§ **Written request**:
Reproduce all of the records below, replacing every occurrence of "keypoint" with "marker" and leaving everything else unchanged. Omit the pictures from your version.

§ **Information given**:
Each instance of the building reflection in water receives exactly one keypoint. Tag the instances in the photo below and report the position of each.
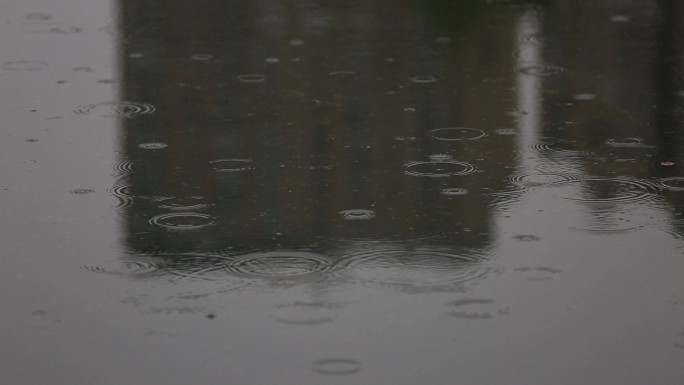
(310, 136)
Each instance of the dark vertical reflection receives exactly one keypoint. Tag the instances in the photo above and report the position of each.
(278, 118)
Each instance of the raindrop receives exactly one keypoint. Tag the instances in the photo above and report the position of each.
(232, 165)
(541, 70)
(82, 191)
(475, 308)
(506, 131)
(24, 65)
(531, 180)
(608, 190)
(111, 109)
(357, 214)
(201, 57)
(38, 16)
(457, 133)
(620, 19)
(279, 265)
(584, 96)
(252, 78)
(185, 221)
(128, 268)
(675, 183)
(182, 204)
(123, 196)
(424, 79)
(413, 269)
(526, 237)
(124, 166)
(152, 146)
(440, 157)
(454, 191)
(538, 273)
(438, 169)
(337, 366)
(627, 143)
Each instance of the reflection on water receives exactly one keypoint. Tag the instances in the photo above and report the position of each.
(319, 183)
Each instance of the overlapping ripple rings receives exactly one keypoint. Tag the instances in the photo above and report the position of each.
(418, 268)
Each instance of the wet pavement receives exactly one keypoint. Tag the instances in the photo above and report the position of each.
(342, 192)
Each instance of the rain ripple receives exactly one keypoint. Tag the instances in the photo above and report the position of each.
(418, 268)
(280, 265)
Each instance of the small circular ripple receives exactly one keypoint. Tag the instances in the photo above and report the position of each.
(457, 133)
(123, 195)
(424, 79)
(337, 366)
(675, 183)
(82, 191)
(111, 109)
(627, 143)
(124, 166)
(454, 191)
(128, 268)
(609, 190)
(541, 70)
(24, 65)
(185, 221)
(357, 214)
(182, 204)
(439, 169)
(420, 268)
(542, 179)
(232, 165)
(252, 78)
(152, 146)
(279, 265)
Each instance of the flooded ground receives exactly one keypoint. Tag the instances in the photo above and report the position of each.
(342, 192)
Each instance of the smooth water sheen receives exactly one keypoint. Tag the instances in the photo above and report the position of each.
(342, 192)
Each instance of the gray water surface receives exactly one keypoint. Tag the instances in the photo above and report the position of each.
(342, 192)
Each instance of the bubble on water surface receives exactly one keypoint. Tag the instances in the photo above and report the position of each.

§ **Problem solution**:
Each instance of the building reflection in water receives exactly one marker. Tag the instances in the photo below and report the position of each.
(310, 136)
Each instance of the dark vertical reflection receives exactly one marker. Tag the instances in the photo above and report the position of each.
(278, 118)
Each instance of the raindrop receives exactly one marker. Tag the instances in the photo above and report the position of each.
(232, 165)
(541, 70)
(82, 191)
(475, 308)
(506, 131)
(24, 65)
(531, 180)
(608, 190)
(111, 109)
(357, 214)
(201, 57)
(38, 16)
(457, 133)
(620, 19)
(279, 265)
(584, 96)
(252, 78)
(185, 221)
(128, 268)
(675, 183)
(182, 204)
(123, 196)
(424, 79)
(413, 269)
(526, 237)
(124, 166)
(152, 146)
(440, 157)
(454, 191)
(538, 273)
(438, 169)
(337, 366)
(627, 143)
Each instance of the reflection on water receives exactly one marker. Tag the instances in the photo above and report the position of each.
(319, 183)
Each instance of the overlapping ripple rings receives exactly one marker. Tag the instances in the photo above and report the position of each.
(418, 268)
Each instance of the wet pavement receives exactly one marker. Tag the instances in the photo above and report the position of each.
(342, 192)
Each instance of the rain ripple receives exactly one marker. Tag the instances in the photo above and report the position of each.
(418, 268)
(280, 265)
Each instance of the small circular ripple receives exactly one marker. Tag the instances in the photo above and report the position of each.
(457, 133)
(123, 195)
(424, 79)
(337, 366)
(675, 183)
(82, 191)
(111, 109)
(627, 143)
(124, 166)
(454, 191)
(128, 268)
(609, 190)
(541, 70)
(24, 65)
(185, 221)
(357, 214)
(182, 204)
(439, 169)
(420, 268)
(542, 179)
(232, 165)
(252, 78)
(152, 146)
(279, 265)
Each instance of the flooded ground receives exactly one marker. Tag the instances in the photo above and report the position of each.
(342, 192)
Each instance of the smooth water sheen receives exactly one marker. Tag the instances in the photo above and report the position of each.
(342, 192)
Each instance of the gray water surface receives exactly one marker. Tag the instances in the photo above and report the position of each.
(342, 192)
Each instance of the bubble on water surface receives exactly one marker. Tag the instances in the photo above and report the position of each.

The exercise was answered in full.